As the answer, give every line of the records that includes the word "trees".

[Image point grounding data]
# # # # #

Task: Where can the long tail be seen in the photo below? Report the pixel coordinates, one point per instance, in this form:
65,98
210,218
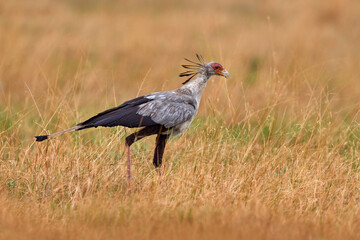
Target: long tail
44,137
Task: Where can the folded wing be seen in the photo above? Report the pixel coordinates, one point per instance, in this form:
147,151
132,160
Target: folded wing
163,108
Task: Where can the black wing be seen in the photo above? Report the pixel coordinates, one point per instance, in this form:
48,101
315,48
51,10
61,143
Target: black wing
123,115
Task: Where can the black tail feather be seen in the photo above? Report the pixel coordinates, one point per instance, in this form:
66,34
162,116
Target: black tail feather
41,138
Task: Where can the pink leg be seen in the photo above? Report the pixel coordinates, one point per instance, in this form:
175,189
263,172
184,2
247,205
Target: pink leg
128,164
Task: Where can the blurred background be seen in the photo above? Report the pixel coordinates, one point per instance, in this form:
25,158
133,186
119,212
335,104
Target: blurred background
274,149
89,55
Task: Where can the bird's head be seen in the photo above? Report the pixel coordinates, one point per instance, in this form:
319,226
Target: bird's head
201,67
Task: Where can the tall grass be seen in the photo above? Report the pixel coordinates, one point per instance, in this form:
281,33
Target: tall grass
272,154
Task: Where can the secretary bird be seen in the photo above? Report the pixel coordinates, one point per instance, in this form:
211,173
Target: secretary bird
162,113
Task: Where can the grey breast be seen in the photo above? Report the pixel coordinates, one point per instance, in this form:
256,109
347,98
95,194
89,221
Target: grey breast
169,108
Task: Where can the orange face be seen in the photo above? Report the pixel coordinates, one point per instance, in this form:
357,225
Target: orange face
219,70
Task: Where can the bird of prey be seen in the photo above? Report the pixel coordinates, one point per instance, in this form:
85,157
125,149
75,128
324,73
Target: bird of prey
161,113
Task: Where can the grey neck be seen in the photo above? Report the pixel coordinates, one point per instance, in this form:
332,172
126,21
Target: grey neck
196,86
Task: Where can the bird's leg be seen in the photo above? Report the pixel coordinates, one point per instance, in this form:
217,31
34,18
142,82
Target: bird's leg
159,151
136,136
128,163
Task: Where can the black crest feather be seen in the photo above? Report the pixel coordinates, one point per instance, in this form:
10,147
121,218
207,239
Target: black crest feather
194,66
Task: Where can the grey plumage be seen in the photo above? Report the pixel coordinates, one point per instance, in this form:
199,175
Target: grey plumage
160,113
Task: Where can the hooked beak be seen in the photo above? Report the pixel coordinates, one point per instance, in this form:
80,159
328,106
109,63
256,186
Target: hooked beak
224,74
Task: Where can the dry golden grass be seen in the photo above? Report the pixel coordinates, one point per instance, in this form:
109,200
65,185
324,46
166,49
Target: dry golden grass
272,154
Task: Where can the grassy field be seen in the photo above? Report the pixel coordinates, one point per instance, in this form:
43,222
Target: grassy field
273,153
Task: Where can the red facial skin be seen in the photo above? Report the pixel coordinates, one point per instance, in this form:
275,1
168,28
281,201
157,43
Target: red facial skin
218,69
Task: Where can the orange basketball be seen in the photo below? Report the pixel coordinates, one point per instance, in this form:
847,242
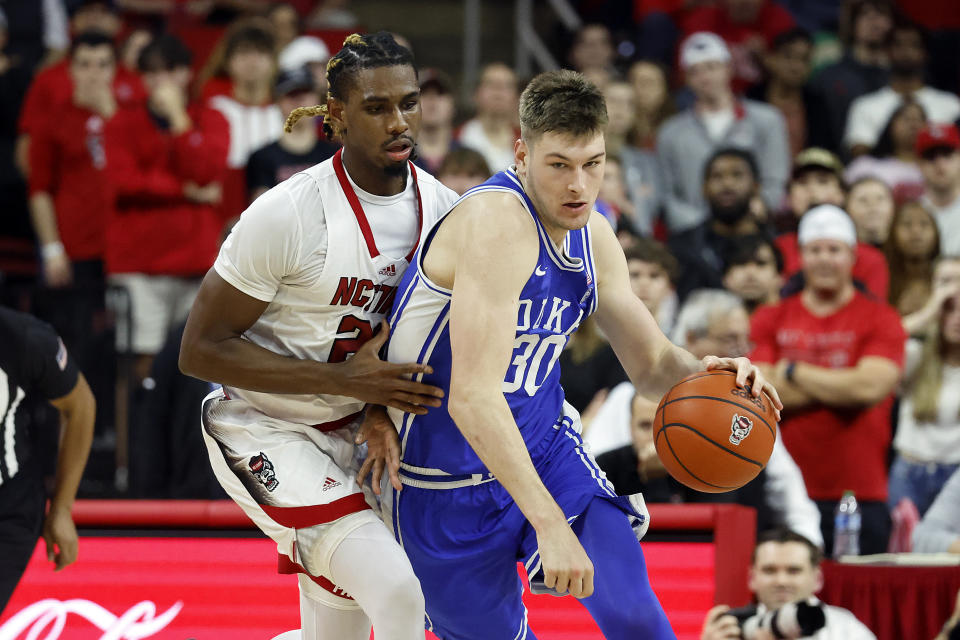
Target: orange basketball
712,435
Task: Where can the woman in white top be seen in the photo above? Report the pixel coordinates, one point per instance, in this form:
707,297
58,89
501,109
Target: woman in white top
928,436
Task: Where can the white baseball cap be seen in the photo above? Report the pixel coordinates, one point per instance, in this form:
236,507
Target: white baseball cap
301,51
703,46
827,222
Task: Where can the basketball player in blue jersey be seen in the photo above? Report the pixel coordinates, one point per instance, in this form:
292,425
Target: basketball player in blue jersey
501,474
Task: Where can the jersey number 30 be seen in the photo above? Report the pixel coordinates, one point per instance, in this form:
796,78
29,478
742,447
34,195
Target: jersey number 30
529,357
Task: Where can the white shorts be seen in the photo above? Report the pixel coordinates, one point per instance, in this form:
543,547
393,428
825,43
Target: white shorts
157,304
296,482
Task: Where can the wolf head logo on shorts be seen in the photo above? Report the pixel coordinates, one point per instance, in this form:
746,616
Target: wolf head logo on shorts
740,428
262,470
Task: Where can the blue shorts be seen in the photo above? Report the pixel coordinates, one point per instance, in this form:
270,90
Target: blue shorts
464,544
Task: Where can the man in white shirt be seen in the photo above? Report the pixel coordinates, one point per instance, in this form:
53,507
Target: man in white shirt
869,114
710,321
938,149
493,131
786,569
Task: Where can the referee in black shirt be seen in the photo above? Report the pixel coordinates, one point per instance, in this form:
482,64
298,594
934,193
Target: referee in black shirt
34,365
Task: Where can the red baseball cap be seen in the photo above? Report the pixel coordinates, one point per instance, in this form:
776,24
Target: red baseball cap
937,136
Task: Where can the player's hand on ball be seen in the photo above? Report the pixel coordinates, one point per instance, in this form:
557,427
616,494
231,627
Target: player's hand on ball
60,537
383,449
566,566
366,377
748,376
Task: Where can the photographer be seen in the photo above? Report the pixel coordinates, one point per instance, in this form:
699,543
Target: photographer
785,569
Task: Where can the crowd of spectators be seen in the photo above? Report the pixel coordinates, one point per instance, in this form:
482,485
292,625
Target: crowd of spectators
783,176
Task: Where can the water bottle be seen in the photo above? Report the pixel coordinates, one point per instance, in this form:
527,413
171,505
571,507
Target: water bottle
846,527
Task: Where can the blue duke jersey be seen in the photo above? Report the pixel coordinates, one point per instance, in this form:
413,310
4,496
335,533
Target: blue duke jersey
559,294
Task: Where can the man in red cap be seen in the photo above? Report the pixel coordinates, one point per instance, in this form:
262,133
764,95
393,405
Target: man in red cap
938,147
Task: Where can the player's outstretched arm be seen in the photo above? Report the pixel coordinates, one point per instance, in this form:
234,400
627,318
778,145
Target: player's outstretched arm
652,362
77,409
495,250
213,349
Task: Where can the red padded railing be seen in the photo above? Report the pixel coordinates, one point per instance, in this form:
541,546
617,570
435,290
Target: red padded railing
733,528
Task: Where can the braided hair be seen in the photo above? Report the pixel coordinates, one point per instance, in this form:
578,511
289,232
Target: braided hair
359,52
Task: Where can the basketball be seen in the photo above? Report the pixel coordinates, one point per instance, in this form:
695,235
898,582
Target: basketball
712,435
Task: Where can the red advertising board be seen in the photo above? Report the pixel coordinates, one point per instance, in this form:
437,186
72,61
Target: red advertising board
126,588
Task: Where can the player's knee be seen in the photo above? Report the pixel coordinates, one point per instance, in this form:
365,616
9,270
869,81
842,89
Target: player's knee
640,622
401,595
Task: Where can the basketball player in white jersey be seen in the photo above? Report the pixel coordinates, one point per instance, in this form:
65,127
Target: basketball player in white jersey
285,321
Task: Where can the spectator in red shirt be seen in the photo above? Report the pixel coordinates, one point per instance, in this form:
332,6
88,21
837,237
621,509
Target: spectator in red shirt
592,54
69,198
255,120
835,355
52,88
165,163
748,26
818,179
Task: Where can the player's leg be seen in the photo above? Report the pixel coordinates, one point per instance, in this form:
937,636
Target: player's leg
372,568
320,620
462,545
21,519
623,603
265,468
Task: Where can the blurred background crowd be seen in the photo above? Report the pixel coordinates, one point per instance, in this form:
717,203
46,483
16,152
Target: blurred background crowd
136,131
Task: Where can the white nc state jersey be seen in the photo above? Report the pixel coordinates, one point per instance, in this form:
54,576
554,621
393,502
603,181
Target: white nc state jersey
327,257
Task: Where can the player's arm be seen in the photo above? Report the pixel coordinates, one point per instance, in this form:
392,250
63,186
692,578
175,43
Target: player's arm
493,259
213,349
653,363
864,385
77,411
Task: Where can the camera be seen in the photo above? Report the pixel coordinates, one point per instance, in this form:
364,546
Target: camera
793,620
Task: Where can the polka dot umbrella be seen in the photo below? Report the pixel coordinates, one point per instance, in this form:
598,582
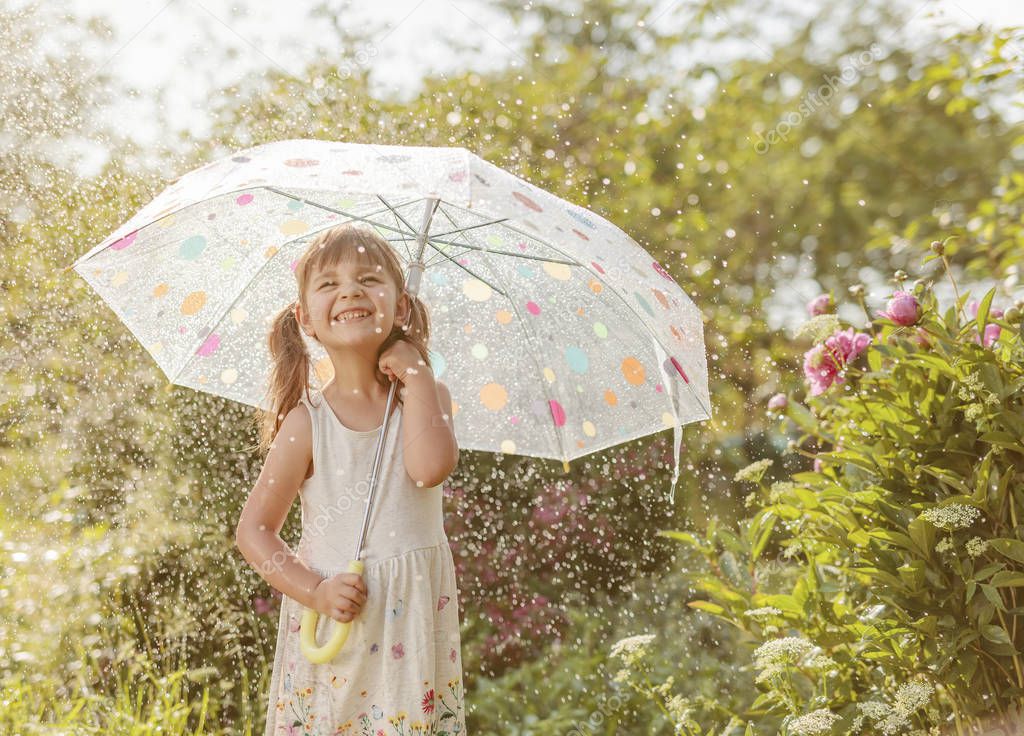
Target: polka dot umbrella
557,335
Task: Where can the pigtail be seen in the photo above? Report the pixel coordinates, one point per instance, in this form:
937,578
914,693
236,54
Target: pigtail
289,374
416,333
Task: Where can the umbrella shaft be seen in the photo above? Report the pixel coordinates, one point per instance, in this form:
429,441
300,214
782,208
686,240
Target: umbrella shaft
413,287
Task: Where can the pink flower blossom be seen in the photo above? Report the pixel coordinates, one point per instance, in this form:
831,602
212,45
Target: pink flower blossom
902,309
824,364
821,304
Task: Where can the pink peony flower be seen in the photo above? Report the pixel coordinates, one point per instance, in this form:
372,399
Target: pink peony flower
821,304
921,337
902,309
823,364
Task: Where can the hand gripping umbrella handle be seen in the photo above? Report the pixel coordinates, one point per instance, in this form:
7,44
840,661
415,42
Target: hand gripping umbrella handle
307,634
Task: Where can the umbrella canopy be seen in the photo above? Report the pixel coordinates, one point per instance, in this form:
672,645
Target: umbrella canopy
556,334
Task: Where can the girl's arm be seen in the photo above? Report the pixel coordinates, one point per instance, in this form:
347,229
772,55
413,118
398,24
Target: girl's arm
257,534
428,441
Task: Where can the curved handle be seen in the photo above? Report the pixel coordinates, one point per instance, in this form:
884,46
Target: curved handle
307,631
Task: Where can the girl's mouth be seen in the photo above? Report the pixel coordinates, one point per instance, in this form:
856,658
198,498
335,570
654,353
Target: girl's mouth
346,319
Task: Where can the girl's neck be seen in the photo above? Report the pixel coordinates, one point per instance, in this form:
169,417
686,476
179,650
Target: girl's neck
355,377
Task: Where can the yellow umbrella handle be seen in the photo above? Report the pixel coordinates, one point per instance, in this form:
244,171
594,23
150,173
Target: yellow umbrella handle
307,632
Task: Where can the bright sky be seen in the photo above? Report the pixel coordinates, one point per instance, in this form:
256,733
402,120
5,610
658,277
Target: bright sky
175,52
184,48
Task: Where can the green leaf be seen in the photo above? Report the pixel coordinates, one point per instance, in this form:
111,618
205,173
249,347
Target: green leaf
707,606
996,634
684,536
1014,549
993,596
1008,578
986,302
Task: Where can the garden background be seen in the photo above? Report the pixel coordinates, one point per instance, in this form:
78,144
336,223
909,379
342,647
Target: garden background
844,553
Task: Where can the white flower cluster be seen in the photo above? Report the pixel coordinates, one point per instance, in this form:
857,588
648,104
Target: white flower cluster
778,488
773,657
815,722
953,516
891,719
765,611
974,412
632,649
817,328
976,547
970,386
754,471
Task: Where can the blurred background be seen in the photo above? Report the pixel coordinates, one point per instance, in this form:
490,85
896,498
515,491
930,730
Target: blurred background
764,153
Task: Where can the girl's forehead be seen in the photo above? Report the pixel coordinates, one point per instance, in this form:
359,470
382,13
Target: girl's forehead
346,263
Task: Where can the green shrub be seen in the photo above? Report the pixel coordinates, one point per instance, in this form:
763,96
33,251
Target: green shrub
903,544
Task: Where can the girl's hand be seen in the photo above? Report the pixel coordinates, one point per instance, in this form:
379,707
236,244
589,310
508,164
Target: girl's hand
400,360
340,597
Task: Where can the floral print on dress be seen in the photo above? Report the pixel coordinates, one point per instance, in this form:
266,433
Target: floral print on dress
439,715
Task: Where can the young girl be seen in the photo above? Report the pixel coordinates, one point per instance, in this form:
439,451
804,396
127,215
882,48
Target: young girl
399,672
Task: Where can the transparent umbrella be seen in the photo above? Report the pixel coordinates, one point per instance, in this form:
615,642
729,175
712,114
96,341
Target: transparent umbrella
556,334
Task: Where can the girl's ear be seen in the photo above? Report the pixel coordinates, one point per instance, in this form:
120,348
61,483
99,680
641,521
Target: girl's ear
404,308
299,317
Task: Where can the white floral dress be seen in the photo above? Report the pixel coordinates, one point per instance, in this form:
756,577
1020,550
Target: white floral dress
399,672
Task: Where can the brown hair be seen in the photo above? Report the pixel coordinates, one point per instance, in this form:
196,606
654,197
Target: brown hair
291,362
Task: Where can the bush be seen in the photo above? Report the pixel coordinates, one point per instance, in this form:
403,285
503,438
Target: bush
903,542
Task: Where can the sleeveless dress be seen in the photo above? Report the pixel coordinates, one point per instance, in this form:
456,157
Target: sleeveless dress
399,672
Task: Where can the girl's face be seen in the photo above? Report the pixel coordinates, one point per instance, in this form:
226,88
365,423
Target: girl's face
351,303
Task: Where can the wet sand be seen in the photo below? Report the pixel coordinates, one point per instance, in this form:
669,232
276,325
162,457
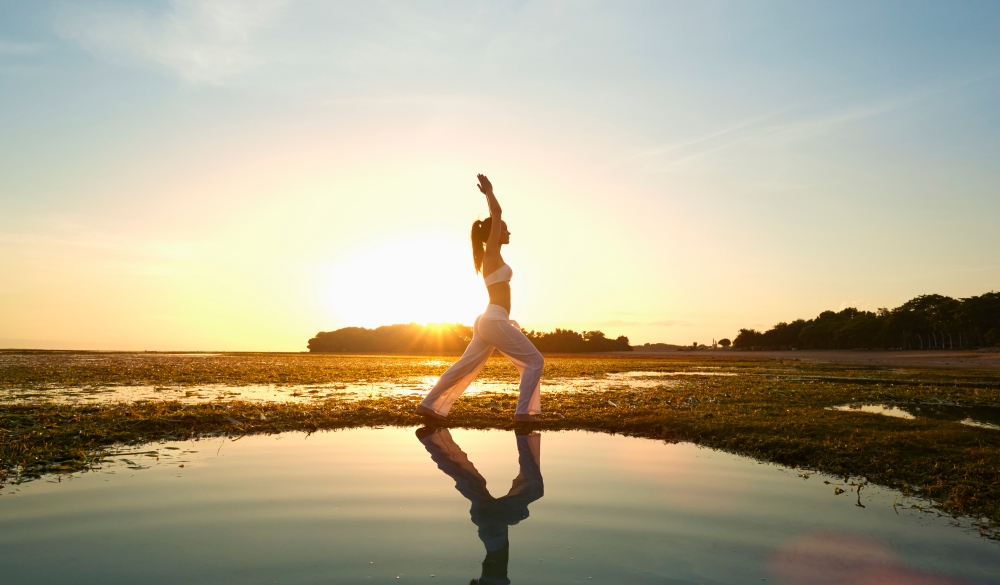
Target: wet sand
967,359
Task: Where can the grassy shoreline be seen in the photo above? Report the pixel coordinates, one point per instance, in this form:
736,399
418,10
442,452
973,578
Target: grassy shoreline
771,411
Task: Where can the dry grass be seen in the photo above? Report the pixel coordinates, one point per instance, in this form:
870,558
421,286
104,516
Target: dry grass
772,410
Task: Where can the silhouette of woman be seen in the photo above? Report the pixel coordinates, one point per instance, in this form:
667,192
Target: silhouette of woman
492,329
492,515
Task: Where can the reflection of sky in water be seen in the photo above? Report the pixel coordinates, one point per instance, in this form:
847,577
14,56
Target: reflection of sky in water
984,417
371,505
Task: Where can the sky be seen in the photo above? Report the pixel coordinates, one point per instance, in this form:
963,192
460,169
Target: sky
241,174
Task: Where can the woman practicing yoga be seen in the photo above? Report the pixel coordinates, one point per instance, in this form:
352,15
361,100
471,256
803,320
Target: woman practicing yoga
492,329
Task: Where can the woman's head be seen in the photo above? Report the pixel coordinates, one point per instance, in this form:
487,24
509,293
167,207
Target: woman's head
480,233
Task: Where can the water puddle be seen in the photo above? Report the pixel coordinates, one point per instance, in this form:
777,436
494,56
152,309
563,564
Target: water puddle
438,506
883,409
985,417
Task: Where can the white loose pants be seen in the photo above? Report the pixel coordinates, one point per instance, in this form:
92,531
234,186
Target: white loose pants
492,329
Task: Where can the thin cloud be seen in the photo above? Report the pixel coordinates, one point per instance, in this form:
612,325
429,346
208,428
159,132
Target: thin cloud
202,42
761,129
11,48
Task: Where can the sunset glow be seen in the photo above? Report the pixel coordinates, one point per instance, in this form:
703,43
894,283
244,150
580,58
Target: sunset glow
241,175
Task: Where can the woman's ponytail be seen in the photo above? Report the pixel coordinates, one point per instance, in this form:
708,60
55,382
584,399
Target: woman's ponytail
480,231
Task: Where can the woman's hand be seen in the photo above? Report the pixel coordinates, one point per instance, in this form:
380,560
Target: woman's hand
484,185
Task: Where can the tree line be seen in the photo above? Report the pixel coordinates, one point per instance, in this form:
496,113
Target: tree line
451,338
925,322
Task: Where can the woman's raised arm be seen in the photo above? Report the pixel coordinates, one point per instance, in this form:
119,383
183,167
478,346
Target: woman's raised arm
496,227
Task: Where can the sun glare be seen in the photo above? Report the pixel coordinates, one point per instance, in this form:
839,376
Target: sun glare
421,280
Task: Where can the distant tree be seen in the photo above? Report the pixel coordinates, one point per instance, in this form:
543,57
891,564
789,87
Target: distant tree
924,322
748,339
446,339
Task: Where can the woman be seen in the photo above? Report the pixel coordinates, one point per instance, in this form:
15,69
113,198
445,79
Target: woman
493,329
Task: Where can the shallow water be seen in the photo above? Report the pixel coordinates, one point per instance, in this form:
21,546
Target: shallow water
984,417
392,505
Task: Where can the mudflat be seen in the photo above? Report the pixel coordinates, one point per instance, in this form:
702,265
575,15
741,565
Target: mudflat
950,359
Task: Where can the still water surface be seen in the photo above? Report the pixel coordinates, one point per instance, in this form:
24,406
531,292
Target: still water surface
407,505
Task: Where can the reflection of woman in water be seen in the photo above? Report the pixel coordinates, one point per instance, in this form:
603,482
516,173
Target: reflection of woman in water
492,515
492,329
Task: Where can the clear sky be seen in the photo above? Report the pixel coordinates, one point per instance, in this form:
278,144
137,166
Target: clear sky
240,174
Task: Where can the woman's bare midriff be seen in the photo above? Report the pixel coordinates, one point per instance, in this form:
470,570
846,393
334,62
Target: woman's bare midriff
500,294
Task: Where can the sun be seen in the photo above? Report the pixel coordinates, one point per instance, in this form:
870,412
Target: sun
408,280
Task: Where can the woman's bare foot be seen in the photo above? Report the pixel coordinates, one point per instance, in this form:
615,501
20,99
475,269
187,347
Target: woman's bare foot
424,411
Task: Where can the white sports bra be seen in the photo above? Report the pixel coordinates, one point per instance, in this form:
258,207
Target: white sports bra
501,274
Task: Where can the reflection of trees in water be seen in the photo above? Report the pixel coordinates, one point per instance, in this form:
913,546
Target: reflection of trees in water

# # # # #

Task output
Task: Where can the reflection of trees in water be seen in the photo above? Report the pixel coordinates, one point per instance, in this form:
Target: reflection of trees in water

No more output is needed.